§ **THINGS TO DO**
1 - Rewrite everything from "That’s why the" down to "the wisest choice." in the flu season article, substituting "passive" for "reactive".
2 - Decide whether each statement agrees with the flu season article, and give yes or no along with the exact words that settle it: (a) The CDC recommends getting a flu shot every year as soon as vaccine is available. (b) Flu season in the U.S. has historically started in September. (c) Flu season can peak as late as the spring months.
START DOCUMENT EXCERPT
Kansas City, Kansas (NAPSI) - While flu season in the U.S. historically starts in October, most of us don’t think about it until either we get sick or a family member or co-worker does, and by then, it may be too late. One of the few facts about flu season is that it’s always unpredictable and may peak at any time in the fall, winter or even spring months.
That’s why the Centers for Disease Control and Prevention (CDC) recommends that people get the flu shot each year as soon as vaccine is available.
Many Americans do just that—however, as a society it seems we’ve become more reactive when it comes to flu season, and data supports it. A notable behavioral shift over the past few years has seen a considerable percentage of the population waiting to get their flu shots until flu activity becomes widespread. And that may not be the wisest choice.
END DOCUMENT EXCERPT
START LISTED RECORDS
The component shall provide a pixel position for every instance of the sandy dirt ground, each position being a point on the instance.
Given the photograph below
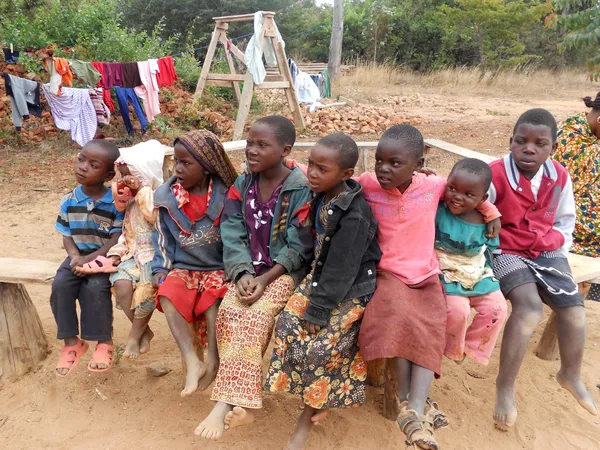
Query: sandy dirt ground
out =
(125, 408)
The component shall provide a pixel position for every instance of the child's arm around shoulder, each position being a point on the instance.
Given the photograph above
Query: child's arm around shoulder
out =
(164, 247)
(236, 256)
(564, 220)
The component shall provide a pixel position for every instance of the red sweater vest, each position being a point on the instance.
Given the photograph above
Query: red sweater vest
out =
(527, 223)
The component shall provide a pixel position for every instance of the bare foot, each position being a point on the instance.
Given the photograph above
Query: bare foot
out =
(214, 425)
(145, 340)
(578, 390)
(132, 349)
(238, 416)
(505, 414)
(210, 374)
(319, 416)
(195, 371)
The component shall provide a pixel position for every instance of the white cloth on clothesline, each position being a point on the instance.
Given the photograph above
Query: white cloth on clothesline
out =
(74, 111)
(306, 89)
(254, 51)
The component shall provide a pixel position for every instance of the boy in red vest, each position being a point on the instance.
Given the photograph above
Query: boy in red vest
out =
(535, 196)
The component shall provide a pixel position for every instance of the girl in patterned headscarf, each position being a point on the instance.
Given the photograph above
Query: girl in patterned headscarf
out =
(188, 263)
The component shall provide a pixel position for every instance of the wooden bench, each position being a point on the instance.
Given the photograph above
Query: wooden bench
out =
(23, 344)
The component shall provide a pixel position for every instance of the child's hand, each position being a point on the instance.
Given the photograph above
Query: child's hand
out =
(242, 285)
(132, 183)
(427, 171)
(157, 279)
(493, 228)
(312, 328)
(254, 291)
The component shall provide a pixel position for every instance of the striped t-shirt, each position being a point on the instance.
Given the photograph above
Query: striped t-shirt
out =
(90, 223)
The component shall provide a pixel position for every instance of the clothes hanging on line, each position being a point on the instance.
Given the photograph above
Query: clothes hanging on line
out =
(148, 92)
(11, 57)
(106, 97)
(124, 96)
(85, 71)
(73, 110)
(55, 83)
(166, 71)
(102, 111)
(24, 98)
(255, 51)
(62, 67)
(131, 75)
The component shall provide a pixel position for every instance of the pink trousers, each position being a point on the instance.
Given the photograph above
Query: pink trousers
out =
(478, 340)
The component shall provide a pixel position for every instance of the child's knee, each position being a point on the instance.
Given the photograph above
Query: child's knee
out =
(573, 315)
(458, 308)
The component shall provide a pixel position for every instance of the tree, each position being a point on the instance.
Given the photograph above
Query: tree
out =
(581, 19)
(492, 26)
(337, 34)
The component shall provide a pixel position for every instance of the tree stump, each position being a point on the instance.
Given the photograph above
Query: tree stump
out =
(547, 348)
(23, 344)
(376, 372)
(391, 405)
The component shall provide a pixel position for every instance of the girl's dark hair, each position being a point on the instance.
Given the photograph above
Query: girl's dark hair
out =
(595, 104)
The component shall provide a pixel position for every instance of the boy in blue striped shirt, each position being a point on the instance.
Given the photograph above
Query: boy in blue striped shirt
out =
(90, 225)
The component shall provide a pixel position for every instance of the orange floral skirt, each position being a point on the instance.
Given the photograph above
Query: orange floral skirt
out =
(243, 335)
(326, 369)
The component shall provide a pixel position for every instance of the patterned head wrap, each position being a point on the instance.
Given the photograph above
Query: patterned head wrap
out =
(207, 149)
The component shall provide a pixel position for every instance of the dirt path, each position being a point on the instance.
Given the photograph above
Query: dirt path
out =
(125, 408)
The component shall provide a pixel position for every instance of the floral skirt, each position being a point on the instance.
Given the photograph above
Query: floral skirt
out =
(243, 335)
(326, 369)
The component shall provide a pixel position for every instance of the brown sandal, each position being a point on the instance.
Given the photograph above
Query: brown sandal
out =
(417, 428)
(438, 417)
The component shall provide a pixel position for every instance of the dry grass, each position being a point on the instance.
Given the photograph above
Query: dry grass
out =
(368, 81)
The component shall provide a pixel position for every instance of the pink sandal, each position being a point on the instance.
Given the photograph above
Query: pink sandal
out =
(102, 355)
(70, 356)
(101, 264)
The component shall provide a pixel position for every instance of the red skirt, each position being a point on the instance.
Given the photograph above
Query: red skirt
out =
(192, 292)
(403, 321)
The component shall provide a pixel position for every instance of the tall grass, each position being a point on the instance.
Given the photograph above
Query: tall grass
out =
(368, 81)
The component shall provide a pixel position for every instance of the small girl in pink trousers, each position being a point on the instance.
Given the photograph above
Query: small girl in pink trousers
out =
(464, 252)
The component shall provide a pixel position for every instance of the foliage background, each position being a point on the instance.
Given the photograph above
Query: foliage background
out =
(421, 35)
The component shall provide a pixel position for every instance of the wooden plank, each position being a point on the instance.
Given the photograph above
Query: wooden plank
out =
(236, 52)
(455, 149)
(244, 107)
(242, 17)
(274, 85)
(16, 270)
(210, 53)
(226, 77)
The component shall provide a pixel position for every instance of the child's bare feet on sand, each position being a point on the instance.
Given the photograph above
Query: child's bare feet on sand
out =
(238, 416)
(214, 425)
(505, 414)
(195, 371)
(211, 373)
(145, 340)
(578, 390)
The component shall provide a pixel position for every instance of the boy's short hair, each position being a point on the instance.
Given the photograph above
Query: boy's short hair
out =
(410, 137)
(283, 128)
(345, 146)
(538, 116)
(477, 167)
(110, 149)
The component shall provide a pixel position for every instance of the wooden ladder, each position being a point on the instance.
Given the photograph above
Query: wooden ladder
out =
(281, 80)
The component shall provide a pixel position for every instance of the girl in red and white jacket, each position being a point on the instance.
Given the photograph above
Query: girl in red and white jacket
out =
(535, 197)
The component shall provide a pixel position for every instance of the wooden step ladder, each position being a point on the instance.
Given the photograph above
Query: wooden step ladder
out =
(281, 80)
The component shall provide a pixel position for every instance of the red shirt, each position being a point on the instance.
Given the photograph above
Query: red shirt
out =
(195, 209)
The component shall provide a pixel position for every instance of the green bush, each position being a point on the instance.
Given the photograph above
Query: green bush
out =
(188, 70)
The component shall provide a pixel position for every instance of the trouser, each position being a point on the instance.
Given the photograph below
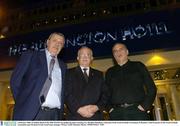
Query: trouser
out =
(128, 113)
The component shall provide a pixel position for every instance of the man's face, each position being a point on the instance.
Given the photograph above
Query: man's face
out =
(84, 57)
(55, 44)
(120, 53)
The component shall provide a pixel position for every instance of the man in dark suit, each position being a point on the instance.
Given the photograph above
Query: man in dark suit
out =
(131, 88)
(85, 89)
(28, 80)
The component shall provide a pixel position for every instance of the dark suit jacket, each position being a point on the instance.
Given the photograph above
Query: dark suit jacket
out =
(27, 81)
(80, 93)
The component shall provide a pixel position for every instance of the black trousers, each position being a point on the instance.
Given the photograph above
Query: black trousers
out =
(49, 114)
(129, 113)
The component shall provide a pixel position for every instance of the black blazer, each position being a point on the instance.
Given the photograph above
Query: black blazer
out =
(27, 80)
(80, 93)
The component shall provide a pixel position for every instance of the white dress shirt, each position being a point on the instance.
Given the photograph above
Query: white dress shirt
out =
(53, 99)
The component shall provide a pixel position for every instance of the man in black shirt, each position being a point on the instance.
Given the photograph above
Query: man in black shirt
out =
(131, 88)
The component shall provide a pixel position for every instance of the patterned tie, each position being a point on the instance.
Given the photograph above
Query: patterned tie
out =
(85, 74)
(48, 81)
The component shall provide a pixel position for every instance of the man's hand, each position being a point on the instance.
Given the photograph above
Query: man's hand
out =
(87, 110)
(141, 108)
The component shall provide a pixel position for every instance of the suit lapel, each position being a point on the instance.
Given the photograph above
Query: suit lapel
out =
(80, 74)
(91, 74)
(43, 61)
END LISTED RECORDS
§ **ACTIVITY ANSWERS**
1 -
That’s why the Centers for Disease Control and Prevention (CDC) recommends that people get the flu shot each year as soon as vaccine is available.
Many Americans do just that—however, as a society it seems we’ve become more passive when it comes to flu season, and data supports it. A notable behavioral shift over the past few years has seen a considerable percentage of the population waiting to get their flu shots until flu activity becomes widespread. And that may not be the wisest choice.

2 -
(a) Yes: "recommends that people get the flu shot each year as soon as vaccine is available"
(b) No: "flu season in the U.S. historically starts in October"
(c) Yes: "may peak at any time in the fall, winter or even spring months"